Try it –
Answer these questions from the column on policing at gigs:
(a) At which show in the Phoenix Park did the drink and drug fuelled carnage occur?
(b) Which performer and venue does the writer give as the example of a show with a mild crowd?
(c) With which club is Paolo Di Canio's new job?

(Text excerpt begins)

So cops met Ireland's major gig promoters last Thursday and they discussed a raft of measures they want to implement to avoid a repeat of the drink and drug fuelled carnage at the Swedish House Mafia show in the Phoenix Park.
Really? Are they serious? They're going to stop and search young people for drink, drugs and blades and ruin their fun?
This is yet another example of an appalling nanny State telling us what we can do; it's an inexcusable intrusion on the rights of the individual and . . . actually, it's not.
Because despite my initial Libertarian revulsion at the idea of increased stewarding and stricter policing at gigs, I think we can all agree that there are some acts that simply require greater precautions because they attract a particular crowd.
This isn't about seeing the ways we would like them to be, or seeing things the way they used to be – it's case of seeing things as they really are.
And the reality is that, just like our streets, some gigs are simply potentially dangerous to attend.
Let's put it this way – if the last show you went to was Leonard Cohen in the RHK, then the chances are the drink and drug consumption of the crowd wouldn't have extended much more than some nice wine and a few spliffs.
And none of the residents in the area was going to feel terrorised by a bunch of marauding middle-aged hipsters.
But the reality of some events is that entire residential areas can become the equivalent of location sites for The Walking Dead.
I've no problem with people getting banjoed at a festival – it's almost a rite of passage.
But concertgoers have the right to attend a show without being intimidated and randomly assaulted, and if that means we need tougher measures – or even the appropriate implementation of current public order laws – then I doubt anyone can really complain too much.
Now that's what you call one degree of separation
Wilfully refusing to accept that 'fascist' has a different context in Italy than Britain (or, indeed, Ireland, if some of the Irish people I've spoken to about it are anything to go by) the usual activist groups have been busy for the last week trying to scupper Paolo Di Canio's (pictured) new gig with Sunderland (you might have seen something about it).

(Text excerpt ends)
(Data section begins)

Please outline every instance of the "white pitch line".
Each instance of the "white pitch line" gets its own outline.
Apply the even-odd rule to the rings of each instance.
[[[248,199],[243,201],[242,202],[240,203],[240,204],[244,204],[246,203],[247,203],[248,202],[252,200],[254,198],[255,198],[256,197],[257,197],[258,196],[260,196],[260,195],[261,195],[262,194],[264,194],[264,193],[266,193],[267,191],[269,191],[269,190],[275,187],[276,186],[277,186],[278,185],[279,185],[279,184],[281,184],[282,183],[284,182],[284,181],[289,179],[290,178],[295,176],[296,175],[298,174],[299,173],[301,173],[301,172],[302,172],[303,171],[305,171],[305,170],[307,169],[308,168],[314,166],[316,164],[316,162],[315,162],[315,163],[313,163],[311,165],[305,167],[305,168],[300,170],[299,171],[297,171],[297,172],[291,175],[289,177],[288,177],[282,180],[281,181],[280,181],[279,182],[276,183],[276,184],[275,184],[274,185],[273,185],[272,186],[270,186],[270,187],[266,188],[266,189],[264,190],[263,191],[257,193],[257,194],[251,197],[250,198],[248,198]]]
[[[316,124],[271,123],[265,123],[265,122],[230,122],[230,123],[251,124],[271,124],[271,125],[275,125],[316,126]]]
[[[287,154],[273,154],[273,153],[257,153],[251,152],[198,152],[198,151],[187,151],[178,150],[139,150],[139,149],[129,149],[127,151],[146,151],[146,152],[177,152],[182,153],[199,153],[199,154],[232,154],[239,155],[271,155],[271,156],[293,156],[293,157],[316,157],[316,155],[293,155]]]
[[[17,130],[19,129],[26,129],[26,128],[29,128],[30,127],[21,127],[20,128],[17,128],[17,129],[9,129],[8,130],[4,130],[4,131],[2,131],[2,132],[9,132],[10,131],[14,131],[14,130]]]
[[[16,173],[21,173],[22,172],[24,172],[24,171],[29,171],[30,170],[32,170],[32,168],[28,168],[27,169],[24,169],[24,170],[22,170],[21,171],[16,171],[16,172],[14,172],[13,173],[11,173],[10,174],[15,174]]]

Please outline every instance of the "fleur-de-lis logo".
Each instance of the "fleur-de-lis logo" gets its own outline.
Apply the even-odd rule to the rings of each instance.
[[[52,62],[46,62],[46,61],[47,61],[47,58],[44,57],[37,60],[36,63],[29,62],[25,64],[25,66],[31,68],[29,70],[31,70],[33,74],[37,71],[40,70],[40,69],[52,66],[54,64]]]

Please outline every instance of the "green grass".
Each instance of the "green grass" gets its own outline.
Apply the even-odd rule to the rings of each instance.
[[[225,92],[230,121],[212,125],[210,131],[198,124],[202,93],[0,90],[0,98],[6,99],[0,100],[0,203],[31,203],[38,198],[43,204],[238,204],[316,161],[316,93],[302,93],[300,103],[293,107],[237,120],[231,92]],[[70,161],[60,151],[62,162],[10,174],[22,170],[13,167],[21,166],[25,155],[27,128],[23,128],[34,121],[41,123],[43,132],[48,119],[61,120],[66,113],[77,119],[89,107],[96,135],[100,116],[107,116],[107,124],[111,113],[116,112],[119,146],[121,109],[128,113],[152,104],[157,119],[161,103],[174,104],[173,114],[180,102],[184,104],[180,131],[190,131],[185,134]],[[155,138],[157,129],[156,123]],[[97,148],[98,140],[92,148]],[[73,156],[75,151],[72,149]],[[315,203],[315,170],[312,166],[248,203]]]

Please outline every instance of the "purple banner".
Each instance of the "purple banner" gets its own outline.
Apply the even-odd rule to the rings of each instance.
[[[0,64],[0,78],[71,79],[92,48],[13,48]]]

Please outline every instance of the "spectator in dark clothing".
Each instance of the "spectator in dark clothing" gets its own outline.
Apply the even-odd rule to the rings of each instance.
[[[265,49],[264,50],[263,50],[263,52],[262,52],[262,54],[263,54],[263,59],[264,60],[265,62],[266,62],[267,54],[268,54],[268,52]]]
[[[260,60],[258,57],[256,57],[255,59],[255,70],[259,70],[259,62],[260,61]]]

(Data section ends)

Finished task –
(a) The Swedish House Mafia show
(b) Leonard Cohen in the RHK
(c) Sunderland